:: Excerpt to read
A Step Towards a Cure for Rare Polio-Like Disease in Children

WRITTEN BY: Tara Fernandes

Acute flaccid myelitis, or AFM, is a rare but devastatingly debilitating neurologic disease in children caused by a respiratory viral infection. The condition affects the nervous system, in particular the gray matter of the spinal cord which can result in sudden arm or leg weakness, a loss of reflexes, and a degeneration of muscle tone. Children affected may also experience difficulty with swallowing, neck or back pain, and drooping eyelids.

The disease, which bears symptomatic similarities to polio, has been confirmed in over 600 children in the United States since case tracking was initiated in 2014. Over 90 percent of AFM cases were reported in young children and cases appear to be on the rise. Cases often tend to peak between August and October, when respiratory viral infections often peak.

A collaborative effort between researchers at Vanderbilt, Purdue, and the University of Wisconsin-Madison have recently made a significant breakthrough in the hunt for ways to treat AFM, as described in a publication in Science Immunology. The team looked to natural immune responses for answers, identifying human monoclonal antibodies that bind specifically to the respiratory virus responsible for AFM. First identified in California in 1962, enterovirus D68 (EV-D68) belongs to a family of 100 other non-polio enteroviruses.

Antibodies are Y-shaped proteins produced by immune cells called plasma cells and play a critical role in the neutralization of invading pathogens such as bacteria and viruses. Scientists at Vanderbilt began with taking samples of these antibody-producing immune cells from children who had been infected by EV-D68. Specialized techniques were used to grow the cells under laboratory conditions and isolate the antibodies capable of most strongly binding EV-D68 and inactivating it. These, like other clinically-approved antibody-based drugs on the market, have the potential to be used therapeutically.
::::
:: Given data
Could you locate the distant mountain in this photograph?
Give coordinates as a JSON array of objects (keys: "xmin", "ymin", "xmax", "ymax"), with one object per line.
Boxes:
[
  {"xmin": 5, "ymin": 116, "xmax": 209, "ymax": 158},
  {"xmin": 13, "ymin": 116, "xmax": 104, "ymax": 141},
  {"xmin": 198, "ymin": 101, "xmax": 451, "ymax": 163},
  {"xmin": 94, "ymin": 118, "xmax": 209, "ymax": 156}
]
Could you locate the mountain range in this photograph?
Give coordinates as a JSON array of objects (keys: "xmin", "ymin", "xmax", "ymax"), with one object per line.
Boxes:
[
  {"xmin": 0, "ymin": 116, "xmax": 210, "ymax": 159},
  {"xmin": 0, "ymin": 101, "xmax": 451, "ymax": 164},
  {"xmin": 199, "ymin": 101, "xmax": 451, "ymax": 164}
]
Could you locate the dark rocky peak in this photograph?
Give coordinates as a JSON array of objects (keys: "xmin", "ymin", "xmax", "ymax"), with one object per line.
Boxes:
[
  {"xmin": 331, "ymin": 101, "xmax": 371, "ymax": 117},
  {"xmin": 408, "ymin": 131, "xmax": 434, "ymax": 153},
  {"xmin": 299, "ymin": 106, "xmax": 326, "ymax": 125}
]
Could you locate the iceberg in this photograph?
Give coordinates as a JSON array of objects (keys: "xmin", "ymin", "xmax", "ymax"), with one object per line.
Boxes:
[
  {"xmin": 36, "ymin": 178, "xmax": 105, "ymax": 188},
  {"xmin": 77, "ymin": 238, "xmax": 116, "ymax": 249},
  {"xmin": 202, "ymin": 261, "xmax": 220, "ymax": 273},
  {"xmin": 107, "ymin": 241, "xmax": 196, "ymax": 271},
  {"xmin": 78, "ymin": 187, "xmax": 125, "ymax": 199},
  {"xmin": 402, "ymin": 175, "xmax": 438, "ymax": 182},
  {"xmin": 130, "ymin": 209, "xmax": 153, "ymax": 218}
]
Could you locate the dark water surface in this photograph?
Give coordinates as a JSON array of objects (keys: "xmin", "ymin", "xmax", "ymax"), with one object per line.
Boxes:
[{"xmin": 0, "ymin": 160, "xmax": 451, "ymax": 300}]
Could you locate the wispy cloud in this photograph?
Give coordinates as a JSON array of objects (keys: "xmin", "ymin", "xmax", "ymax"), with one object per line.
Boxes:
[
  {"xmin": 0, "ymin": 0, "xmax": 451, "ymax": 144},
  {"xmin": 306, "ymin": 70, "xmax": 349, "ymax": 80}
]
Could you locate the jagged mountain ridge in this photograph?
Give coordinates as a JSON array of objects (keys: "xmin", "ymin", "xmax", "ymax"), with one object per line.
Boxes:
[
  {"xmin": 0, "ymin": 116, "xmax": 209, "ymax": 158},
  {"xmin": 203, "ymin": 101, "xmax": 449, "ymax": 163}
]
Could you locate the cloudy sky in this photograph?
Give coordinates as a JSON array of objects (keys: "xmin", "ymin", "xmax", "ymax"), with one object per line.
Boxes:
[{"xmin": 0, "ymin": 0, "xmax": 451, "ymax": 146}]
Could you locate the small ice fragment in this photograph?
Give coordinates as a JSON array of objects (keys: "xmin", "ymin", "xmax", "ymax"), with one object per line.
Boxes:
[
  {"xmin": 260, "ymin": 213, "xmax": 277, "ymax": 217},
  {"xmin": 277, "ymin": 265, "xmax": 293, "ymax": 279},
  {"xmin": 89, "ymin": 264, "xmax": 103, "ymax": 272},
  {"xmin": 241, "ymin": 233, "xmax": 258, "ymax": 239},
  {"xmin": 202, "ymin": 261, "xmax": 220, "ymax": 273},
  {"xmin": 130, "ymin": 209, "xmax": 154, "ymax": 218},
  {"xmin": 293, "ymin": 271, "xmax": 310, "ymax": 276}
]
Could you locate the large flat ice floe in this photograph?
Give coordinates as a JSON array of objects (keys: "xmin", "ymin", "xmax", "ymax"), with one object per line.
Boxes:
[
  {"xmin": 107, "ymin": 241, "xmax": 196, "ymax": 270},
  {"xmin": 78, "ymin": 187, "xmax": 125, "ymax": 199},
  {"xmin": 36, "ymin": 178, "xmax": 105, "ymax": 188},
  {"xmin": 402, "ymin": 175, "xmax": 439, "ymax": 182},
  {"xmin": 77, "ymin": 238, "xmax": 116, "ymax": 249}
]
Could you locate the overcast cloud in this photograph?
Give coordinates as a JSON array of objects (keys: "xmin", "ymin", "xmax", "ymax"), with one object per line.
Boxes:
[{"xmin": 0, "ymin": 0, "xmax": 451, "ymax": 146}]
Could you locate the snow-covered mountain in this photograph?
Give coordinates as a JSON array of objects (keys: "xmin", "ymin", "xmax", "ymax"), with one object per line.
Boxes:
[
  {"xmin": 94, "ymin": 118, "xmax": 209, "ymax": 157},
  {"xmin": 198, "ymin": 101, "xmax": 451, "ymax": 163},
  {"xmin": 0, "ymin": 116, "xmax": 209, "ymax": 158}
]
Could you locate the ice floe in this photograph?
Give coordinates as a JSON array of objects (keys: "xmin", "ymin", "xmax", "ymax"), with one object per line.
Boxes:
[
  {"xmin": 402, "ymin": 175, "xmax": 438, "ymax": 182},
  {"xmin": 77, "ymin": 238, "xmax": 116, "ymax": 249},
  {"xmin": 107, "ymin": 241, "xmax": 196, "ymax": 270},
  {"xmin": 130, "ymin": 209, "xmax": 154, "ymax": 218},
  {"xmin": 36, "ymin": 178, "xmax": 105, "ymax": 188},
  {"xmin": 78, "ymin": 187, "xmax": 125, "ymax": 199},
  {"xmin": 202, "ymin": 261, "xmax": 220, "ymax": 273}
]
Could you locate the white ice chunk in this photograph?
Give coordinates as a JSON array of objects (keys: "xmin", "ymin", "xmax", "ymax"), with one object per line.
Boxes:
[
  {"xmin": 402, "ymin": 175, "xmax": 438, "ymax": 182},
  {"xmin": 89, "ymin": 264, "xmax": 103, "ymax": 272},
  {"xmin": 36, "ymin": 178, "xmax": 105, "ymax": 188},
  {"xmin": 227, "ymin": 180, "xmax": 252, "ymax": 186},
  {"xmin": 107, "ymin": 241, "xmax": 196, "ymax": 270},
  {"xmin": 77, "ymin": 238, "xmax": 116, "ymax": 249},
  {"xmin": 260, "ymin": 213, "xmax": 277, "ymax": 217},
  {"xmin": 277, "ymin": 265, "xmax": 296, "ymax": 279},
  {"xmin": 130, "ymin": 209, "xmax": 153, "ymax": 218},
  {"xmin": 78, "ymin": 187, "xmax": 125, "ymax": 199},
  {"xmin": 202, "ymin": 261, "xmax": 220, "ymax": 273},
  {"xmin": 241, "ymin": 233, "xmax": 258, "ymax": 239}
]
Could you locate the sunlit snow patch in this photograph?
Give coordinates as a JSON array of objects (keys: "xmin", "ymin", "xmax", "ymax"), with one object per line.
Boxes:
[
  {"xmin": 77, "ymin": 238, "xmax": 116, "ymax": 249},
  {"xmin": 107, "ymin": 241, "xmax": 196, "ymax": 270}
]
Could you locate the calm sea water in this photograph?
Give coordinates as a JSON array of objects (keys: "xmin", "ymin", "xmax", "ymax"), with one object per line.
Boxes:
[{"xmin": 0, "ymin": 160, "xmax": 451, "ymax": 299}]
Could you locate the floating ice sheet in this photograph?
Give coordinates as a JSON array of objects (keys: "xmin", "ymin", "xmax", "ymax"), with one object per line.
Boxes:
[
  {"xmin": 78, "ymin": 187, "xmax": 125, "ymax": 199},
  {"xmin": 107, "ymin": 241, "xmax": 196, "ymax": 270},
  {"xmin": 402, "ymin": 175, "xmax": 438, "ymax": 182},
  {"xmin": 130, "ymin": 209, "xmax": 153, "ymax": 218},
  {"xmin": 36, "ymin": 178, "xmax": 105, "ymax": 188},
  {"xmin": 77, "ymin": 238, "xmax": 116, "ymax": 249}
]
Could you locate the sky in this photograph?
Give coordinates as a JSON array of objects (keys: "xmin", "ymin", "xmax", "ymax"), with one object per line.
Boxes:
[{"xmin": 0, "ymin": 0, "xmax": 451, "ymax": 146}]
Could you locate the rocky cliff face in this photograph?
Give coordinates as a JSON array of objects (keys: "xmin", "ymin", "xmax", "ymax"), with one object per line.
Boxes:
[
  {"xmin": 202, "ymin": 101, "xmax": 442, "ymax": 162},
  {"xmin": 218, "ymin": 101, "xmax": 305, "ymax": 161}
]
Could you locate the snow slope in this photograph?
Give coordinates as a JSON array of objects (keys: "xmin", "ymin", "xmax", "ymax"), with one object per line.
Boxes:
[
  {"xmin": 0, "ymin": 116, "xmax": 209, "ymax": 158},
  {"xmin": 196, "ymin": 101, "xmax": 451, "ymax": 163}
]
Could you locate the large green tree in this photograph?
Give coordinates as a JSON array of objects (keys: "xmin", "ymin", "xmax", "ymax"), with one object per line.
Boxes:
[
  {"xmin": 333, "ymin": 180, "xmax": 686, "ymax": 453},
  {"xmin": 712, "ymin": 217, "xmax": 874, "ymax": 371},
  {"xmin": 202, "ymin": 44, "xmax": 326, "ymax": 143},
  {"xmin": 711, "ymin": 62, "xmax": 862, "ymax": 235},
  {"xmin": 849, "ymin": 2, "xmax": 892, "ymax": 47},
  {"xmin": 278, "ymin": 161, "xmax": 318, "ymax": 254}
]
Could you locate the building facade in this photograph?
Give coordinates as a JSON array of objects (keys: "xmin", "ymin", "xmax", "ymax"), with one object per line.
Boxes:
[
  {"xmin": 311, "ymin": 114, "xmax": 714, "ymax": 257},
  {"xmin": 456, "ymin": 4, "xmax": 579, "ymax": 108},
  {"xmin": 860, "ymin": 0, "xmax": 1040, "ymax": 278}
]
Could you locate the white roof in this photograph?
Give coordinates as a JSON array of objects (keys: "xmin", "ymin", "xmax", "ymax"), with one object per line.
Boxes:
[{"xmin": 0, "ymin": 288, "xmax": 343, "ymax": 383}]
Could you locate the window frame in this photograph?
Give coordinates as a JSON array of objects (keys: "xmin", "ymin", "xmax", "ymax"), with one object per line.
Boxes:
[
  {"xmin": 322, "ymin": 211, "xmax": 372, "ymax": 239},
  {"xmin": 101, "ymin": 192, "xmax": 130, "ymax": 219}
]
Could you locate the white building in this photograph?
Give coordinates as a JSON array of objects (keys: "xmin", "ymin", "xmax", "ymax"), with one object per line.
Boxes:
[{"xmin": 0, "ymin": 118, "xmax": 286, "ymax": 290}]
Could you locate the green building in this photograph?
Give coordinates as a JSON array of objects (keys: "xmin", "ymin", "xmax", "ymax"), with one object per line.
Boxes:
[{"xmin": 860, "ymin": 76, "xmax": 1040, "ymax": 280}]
::::
**Parts of the exercise:**
1 > Give again, word for word, the portion of the article on acute flaccid myelitis research starting at "Acute flaccid myelitis, or" and ending at "infections often peak.".
2 > Proceed with the article on acute flaccid myelitis research, picking up after its final sentence.

**Responses for each task:**
1 >
Acute flaccid myelitis, or AFM, is a rare but devastatingly debilitating neurologic disease in children caused by a respiratory viral infection. The condition affects the nervous system, in particular the gray matter of the spinal cord which can result in sudden arm or leg weakness, a loss of reflexes, and a degeneration of muscle tone. Children affected may also experience difficulty with swallowing, neck or back pain, and drooping eyelids.

The disease, which bears symptomatic similarities to polio, has been confirmed in over 600 children in the United States since case tracking was initiated in 2014. Over 90 percent of AFM cases were reported in young children and cases appear to be on the rise. Cases often tend to peak between August and October, when respiratory viral infections often peak.

2 >
Next, the structure of the antibodies was analyzed by teammates at Purdue, which allowed scientists to identify the precise sites on the virus recognized by these antibodies. Of the panel of anti-enterovirus antibodies discovered, one molecule was shown to be particularly potent at resisting infection. In a series of experiments in mice, this antibody protected the mice from symptoms including paralysis when administered prior to or subsequent to EV-D68 infection.

Further validation and clinical translation are planned as future steps for the research targeting AFM, for which there is currently no treatment or cure.

"We were excited to isolate potent human antibodies that inhibit this devastating polio-like virus, and these studies will form the basis for taking them forward to clinical trials," said Dr. James Crowe, director of the Vanderbilt Vaccine Center.